#### SOURCE PASSAGE ####

Wallace, D., and R. Wallace. 2008. Urban systems during disasters: factors for resilience. Ecology and Society 13(1): 18pp.
Fred Cohan
In the COE Think Tank he is exploring the kinds of human-caused environmental changes that are most likely to lead to changes in the geography of infectious disease. He is writing a magazine article and a book on Global Change and Infectious Disease, which he hopes will make his popular course on this subject (Biol 173/Envs 260) accessible to a much larger audience. He is investigating the kinds of environmental changes that organisms can most and least easily adapt to, focusing on bacteria. He is exploring the kinds of adaptations to human-caused environmental change that can be effectively acquired in bacteria by horizontal genetic transfer. He is exploring the likely consequences to communities and ecosystems if certain microbial players should disappear, characterizing possible keystone effects of individual bacterial species. He is writing a couple of invited articles on concepts of bacterial species. He is writing with his research students and collaborators a couple of articles on the ecological dimensions of speciation in Bacillus and Synechococcus. He is contributing a bi-weekly blog on microbial ecology for the Facebook page of Death Valley National Park.
Our Think Tank for 2014-15 asks: What is the current "big picture" or fragility, extinction, and resilience? My tack on this question takes that question literally: Where, and with what results, do pictures and picturing practices fit into recent scientific investigation of processes such as extinction, adaptation? Are the challenges of communicating about the processes related to extinction (the fragility of environments, and their adaptation and resilience) also problems of art and visual representation? How have ideas about mass extinction, fragility and adaptation been worked through and conveyed over time as different visual modes (photography, drawings, documentary films, art, new media) have arisen, and as climate science and its publics have taken different forms?
My research project is addressed to these types of conversations in my own field of history of science, as well as in emergent fields of visual studies. During my residency in the COE, I will complete research and writing for the first draft of a scholarly monograph about scientific observation and measurement in the nineteenth-century British and American visual imagination. Provisionally titled, "Science and Measurement in the Victorian Visual Imagination," this will be a book about the relations of art, science and technology during the long reign of Queen Victoria, from the last 1830s to 1903. The past two decades has seen the rise of scholarly and popular interest in what geologist and historian Martin Rudwick in the 1980s influentially called the "visual language of science." This research turns the focus in the other direction, exploring the representation of scientific method as a subject in Victorian art, society and culture. Organized around Victorian public controversies, including climatological concerns and the debate over the origins of life and the depths of the oceans, it will provide the first in-depth look at the myriad pictorial representations of scientific observation in action (in scientific lectures, botanic gardens, and museums) that circulated and helped to define the nineteenth century public image and vision of science.
In addition to this book project, other planned projects include an essay, possible with a student, on the geologist and aerial photographer, John Shelton, author of the prize-winning book, Geology Illustrated, whose pioneering aerial photographs of the California landscape are still used to measure historical changes to the western landscape, and whose original lantern slides were recently deposited in Olin's Special Collections and Archives by his family.
Sum: I plan to have a draft of my third monograph ready to submit for peer review by July 2015, and two peer-reviewed articles published or under review by the same date. I also would like to investigate writing a collaborative opinion piece with the other Fellows.

#### PROVIDED MATERIAL ####

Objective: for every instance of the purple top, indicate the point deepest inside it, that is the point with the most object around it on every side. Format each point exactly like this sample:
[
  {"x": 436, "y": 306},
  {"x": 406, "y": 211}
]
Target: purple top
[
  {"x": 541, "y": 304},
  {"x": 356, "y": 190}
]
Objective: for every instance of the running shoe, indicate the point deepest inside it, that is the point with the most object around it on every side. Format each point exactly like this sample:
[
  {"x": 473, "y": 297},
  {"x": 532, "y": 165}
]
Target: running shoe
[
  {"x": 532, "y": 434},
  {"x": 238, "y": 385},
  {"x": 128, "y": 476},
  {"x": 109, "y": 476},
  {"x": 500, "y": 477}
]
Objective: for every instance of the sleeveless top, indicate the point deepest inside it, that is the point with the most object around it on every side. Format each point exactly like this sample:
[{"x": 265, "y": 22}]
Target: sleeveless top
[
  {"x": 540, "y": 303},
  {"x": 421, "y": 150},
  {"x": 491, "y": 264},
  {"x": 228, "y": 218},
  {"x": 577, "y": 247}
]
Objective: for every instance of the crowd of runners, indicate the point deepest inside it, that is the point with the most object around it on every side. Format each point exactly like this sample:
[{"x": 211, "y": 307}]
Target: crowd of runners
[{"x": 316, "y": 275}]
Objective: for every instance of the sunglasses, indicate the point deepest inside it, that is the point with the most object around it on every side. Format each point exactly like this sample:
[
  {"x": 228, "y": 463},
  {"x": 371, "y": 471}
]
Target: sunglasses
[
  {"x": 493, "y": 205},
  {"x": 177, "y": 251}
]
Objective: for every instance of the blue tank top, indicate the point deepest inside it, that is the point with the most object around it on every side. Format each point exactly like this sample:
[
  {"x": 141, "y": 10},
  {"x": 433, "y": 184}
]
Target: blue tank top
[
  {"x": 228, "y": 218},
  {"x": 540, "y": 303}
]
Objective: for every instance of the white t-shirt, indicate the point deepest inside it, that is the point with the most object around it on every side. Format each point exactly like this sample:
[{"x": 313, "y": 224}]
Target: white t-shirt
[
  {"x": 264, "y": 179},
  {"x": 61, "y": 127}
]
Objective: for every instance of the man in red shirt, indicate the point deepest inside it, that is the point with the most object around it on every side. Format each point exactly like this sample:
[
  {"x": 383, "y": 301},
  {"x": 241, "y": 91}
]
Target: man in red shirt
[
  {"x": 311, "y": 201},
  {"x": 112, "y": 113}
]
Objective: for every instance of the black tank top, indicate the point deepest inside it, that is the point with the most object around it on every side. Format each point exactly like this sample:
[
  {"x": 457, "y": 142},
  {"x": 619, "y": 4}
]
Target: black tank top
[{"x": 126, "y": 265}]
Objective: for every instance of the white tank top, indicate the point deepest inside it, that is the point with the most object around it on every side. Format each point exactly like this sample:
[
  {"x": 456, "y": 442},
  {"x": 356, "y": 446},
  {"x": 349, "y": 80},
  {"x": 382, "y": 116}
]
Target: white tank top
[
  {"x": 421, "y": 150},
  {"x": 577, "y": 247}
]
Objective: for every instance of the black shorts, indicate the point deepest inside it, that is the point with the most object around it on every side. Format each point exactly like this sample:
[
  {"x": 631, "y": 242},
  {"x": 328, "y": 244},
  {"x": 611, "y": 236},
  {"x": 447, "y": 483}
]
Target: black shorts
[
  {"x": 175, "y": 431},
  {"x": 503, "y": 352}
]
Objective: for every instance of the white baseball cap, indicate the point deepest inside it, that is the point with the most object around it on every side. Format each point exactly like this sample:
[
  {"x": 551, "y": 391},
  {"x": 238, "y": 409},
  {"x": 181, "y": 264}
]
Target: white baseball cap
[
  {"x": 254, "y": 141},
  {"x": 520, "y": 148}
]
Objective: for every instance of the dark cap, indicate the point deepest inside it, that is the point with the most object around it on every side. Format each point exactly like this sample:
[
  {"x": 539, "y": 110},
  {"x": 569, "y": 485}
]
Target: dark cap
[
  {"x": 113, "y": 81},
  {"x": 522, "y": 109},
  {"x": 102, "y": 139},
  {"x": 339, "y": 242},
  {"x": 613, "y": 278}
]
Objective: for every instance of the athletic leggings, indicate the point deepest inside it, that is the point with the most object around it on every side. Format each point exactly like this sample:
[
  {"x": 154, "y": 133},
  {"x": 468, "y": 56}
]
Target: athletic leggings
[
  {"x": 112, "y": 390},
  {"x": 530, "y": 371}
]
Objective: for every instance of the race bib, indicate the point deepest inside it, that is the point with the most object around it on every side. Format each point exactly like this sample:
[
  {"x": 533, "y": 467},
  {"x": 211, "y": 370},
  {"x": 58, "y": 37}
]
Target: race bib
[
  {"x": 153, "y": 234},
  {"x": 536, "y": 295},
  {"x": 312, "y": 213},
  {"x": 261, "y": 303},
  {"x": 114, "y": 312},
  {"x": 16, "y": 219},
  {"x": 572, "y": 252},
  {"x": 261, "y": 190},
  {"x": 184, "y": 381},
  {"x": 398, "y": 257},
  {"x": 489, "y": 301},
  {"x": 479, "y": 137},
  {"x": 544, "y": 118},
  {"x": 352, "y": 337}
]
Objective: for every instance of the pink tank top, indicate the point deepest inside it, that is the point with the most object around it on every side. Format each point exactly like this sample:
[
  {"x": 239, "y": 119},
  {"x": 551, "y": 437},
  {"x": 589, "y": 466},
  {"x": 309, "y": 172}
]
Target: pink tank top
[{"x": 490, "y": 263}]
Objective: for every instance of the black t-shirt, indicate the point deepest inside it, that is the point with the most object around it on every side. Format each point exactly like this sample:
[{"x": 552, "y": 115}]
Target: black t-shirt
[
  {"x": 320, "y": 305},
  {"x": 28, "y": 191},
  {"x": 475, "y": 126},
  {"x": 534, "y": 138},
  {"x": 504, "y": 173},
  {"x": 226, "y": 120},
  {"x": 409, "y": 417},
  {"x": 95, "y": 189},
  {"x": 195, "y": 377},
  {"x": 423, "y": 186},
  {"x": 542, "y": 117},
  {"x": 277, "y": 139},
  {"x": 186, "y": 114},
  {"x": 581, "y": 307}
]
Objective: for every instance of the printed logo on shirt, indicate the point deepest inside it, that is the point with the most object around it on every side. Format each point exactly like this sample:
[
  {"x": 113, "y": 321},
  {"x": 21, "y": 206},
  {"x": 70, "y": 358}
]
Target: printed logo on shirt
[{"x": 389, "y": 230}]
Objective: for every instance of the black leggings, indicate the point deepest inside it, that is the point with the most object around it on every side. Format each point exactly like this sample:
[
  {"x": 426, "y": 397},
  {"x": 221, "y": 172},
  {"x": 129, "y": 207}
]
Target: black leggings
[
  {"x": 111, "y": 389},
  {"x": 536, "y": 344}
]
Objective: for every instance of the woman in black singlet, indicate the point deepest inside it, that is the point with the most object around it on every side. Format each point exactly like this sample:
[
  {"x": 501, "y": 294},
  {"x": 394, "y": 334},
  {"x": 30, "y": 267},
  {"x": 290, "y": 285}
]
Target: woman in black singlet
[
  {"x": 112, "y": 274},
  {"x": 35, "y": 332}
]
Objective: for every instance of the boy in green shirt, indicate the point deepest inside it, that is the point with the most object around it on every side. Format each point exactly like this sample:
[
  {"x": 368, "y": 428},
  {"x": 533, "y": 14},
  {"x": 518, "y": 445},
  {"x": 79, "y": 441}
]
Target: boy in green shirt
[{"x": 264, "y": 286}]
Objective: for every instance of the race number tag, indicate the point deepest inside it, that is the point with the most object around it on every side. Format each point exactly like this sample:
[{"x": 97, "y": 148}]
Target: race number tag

####

- **WHAT YOU WILL DO**:
1. In the source passage, what provisional title is given for the planned monograph on scientific observation and measurement?
2. Does each statement below agree with the source passage? Answer yes or no for each, and quote the words that decide it.
(a) Fred Cohan contributes a weekly blog on microbial ecology to the Facebook page of Death Valley National Park.
(b) John Shelton's family deposited his original lantern slides in Olin's Special Collections and Archives.
(c) Martin Rudwick introduced the phrase "visual language of science" in the 1990s.

- **EXPECTED RESPONSES**:
1. "Science and Measurement in the Victorian Visual Imagination."

2.
(a) No: "He is contributing a bi-weekly blog on microbial ecology for the Facebook page of Death Valley National Park."
(b) Yes: "whose original lantern slides were recently deposited in Olin's Special Collections and Archives by his family."
(c) No: "Martin Rudwick in the 1980s influentially called"